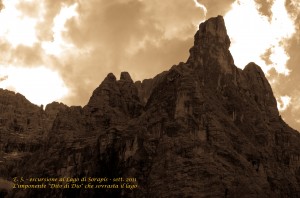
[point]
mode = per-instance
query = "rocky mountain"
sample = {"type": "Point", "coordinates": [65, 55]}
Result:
{"type": "Point", "coordinates": [205, 128]}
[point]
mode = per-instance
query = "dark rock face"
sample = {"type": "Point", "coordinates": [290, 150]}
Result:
{"type": "Point", "coordinates": [202, 129]}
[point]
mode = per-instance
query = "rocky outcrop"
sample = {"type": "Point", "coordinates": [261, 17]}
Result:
{"type": "Point", "coordinates": [202, 129]}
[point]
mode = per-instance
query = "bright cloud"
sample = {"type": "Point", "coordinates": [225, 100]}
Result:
{"type": "Point", "coordinates": [40, 85]}
{"type": "Point", "coordinates": [58, 45]}
{"type": "Point", "coordinates": [252, 34]}
{"type": "Point", "coordinates": [16, 28]}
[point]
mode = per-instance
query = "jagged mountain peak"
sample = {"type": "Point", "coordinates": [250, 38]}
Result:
{"type": "Point", "coordinates": [211, 46]}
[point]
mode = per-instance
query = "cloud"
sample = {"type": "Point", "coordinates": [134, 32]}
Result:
{"type": "Point", "coordinates": [141, 37]}
{"type": "Point", "coordinates": [1, 5]}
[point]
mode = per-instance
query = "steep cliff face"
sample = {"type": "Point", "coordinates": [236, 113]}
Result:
{"type": "Point", "coordinates": [202, 129]}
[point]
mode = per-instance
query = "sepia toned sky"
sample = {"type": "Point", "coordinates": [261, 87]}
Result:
{"type": "Point", "coordinates": [62, 50]}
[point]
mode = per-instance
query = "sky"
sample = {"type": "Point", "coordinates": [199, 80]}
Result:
{"type": "Point", "coordinates": [61, 50]}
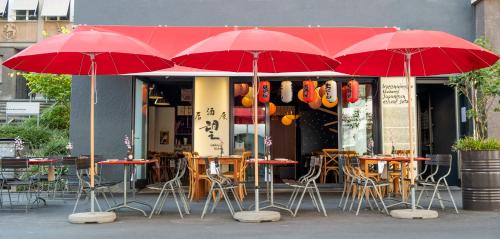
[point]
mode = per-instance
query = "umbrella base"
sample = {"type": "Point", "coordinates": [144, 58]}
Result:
{"type": "Point", "coordinates": [92, 217]}
{"type": "Point", "coordinates": [414, 214]}
{"type": "Point", "coordinates": [257, 216]}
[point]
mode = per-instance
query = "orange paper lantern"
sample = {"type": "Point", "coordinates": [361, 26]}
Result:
{"type": "Point", "coordinates": [327, 103]}
{"type": "Point", "coordinates": [353, 93]}
{"type": "Point", "coordinates": [286, 121]}
{"type": "Point", "coordinates": [246, 101]}
{"type": "Point", "coordinates": [264, 91]}
{"type": "Point", "coordinates": [316, 104]}
{"type": "Point", "coordinates": [308, 91]}
{"type": "Point", "coordinates": [322, 91]}
{"type": "Point", "coordinates": [237, 90]}
{"type": "Point", "coordinates": [272, 108]}
{"type": "Point", "coordinates": [300, 95]}
{"type": "Point", "coordinates": [244, 89]}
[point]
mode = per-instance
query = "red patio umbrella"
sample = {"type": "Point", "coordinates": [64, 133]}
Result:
{"type": "Point", "coordinates": [91, 53]}
{"type": "Point", "coordinates": [413, 53]}
{"type": "Point", "coordinates": [255, 50]}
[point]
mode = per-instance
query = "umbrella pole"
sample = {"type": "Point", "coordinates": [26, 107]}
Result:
{"type": "Point", "coordinates": [92, 100]}
{"type": "Point", "coordinates": [413, 212]}
{"type": "Point", "coordinates": [410, 129]}
{"type": "Point", "coordinates": [255, 84]}
{"type": "Point", "coordinates": [256, 215]}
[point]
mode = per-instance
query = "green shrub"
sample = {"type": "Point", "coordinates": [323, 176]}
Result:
{"type": "Point", "coordinates": [36, 136]}
{"type": "Point", "coordinates": [471, 144]}
{"type": "Point", "coordinates": [56, 117]}
{"type": "Point", "coordinates": [56, 145]}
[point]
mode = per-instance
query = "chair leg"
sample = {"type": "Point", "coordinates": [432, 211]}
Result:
{"type": "Point", "coordinates": [207, 202]}
{"type": "Point", "coordinates": [420, 194]}
{"type": "Point", "coordinates": [432, 198]}
{"type": "Point", "coordinates": [216, 200]}
{"type": "Point", "coordinates": [237, 199]}
{"type": "Point", "coordinates": [360, 198]}
{"type": "Point", "coordinates": [182, 194]}
{"type": "Point", "coordinates": [176, 201]}
{"type": "Point", "coordinates": [228, 201]}
{"type": "Point", "coordinates": [451, 196]}
{"type": "Point", "coordinates": [156, 204]}
{"type": "Point", "coordinates": [320, 200]}
{"type": "Point", "coordinates": [440, 199]}
{"type": "Point", "coordinates": [163, 202]}
{"type": "Point", "coordinates": [300, 200]}
{"type": "Point", "coordinates": [313, 199]}
{"type": "Point", "coordinates": [78, 196]}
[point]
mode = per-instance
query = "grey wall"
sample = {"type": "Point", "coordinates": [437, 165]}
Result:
{"type": "Point", "coordinates": [454, 16]}
{"type": "Point", "coordinates": [112, 115]}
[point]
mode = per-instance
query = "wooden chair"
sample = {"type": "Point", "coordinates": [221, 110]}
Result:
{"type": "Point", "coordinates": [330, 164]}
{"type": "Point", "coordinates": [395, 173]}
{"type": "Point", "coordinates": [242, 174]}
{"type": "Point", "coordinates": [193, 174]}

> **Directions for this task**: Send back the entries above exactly. Skip the images.

> **Exercise output**:
[point]
mode = per-instance
query = "rocky mountain"
sample = {"type": "Point", "coordinates": [65, 55]}
Result:
{"type": "Point", "coordinates": [205, 128]}
[point]
mode = per-instance
query = "dark rock face"
sample = {"type": "Point", "coordinates": [290, 150]}
Result:
{"type": "Point", "coordinates": [202, 129]}
[point]
mode = per-instance
query = "rocky outcrop"
sample = {"type": "Point", "coordinates": [261, 17]}
Result:
{"type": "Point", "coordinates": [202, 129]}
[point]
mode = per-instance
query = "bright cloud"
sample = {"type": "Point", "coordinates": [225, 100]}
Result:
{"type": "Point", "coordinates": [40, 85]}
{"type": "Point", "coordinates": [58, 45]}
{"type": "Point", "coordinates": [252, 34]}
{"type": "Point", "coordinates": [16, 28]}
[point]
mode = per-instance
query = "jagged mountain peak"
sample = {"type": "Point", "coordinates": [250, 38]}
Result:
{"type": "Point", "coordinates": [211, 46]}
[point]
mode = per-instance
query = "cloud"
sample = {"type": "Point", "coordinates": [134, 32]}
Result:
{"type": "Point", "coordinates": [141, 37]}
{"type": "Point", "coordinates": [1, 5]}
[point]
mode = per-instance
query = "steep cliff face"
sample = {"type": "Point", "coordinates": [236, 113]}
Result:
{"type": "Point", "coordinates": [202, 129]}
[point]
mode = per-instance
query = "sepia toned sky"
sample = {"type": "Point", "coordinates": [261, 87]}
Result:
{"type": "Point", "coordinates": [62, 50]}
[point]
mode = per-instance
query = "sky"
sample = {"type": "Point", "coordinates": [199, 80]}
Result:
{"type": "Point", "coordinates": [61, 50]}
[point]
mode = per-instance
query = "umbrella base"
sample = {"type": "Point", "coordinates": [144, 58]}
Result:
{"type": "Point", "coordinates": [92, 217]}
{"type": "Point", "coordinates": [414, 214]}
{"type": "Point", "coordinates": [257, 216]}
[point]
mode = per-instance
query = "orange paper lantern"
sample = {"type": "Point", "coordinates": [361, 26]}
Result:
{"type": "Point", "coordinates": [327, 103]}
{"type": "Point", "coordinates": [353, 93]}
{"type": "Point", "coordinates": [286, 121]}
{"type": "Point", "coordinates": [246, 101]}
{"type": "Point", "coordinates": [264, 91]}
{"type": "Point", "coordinates": [316, 104]}
{"type": "Point", "coordinates": [308, 91]}
{"type": "Point", "coordinates": [322, 91]}
{"type": "Point", "coordinates": [237, 90]}
{"type": "Point", "coordinates": [272, 108]}
{"type": "Point", "coordinates": [300, 95]}
{"type": "Point", "coordinates": [244, 89]}
[point]
mode = per-instance
query = "red patio umbrella"
sample = {"type": "Point", "coordinates": [64, 133]}
Result:
{"type": "Point", "coordinates": [91, 53]}
{"type": "Point", "coordinates": [413, 53]}
{"type": "Point", "coordinates": [255, 50]}
[point]
mode = per-instance
query = "umbrella pole"
sample = {"type": "Point", "coordinates": [26, 107]}
Result:
{"type": "Point", "coordinates": [92, 100]}
{"type": "Point", "coordinates": [413, 212]}
{"type": "Point", "coordinates": [410, 129]}
{"type": "Point", "coordinates": [255, 84]}
{"type": "Point", "coordinates": [256, 215]}
[point]
mode = per-instance
query = "green shrub"
sample = {"type": "Point", "coordinates": [323, 176]}
Result:
{"type": "Point", "coordinates": [36, 136]}
{"type": "Point", "coordinates": [471, 144]}
{"type": "Point", "coordinates": [56, 117]}
{"type": "Point", "coordinates": [56, 145]}
[point]
mode = per-instance
query = "chair leg"
sample = {"type": "Point", "coordinates": [432, 211]}
Result:
{"type": "Point", "coordinates": [207, 202]}
{"type": "Point", "coordinates": [420, 194]}
{"type": "Point", "coordinates": [432, 198]}
{"type": "Point", "coordinates": [216, 200]}
{"type": "Point", "coordinates": [237, 199]}
{"type": "Point", "coordinates": [360, 198]}
{"type": "Point", "coordinates": [182, 194]}
{"type": "Point", "coordinates": [176, 201]}
{"type": "Point", "coordinates": [228, 201]}
{"type": "Point", "coordinates": [451, 196]}
{"type": "Point", "coordinates": [156, 204]}
{"type": "Point", "coordinates": [320, 200]}
{"type": "Point", "coordinates": [440, 199]}
{"type": "Point", "coordinates": [163, 202]}
{"type": "Point", "coordinates": [300, 200]}
{"type": "Point", "coordinates": [313, 199]}
{"type": "Point", "coordinates": [78, 196]}
[point]
mode = per-instance
query = "grey wall"
sample = {"type": "Point", "coordinates": [437, 165]}
Result:
{"type": "Point", "coordinates": [454, 16]}
{"type": "Point", "coordinates": [112, 115]}
[point]
mode = per-instance
query = "wooden chair"
sample = {"type": "Point", "coordinates": [221, 110]}
Result:
{"type": "Point", "coordinates": [330, 164]}
{"type": "Point", "coordinates": [395, 173]}
{"type": "Point", "coordinates": [242, 174]}
{"type": "Point", "coordinates": [193, 174]}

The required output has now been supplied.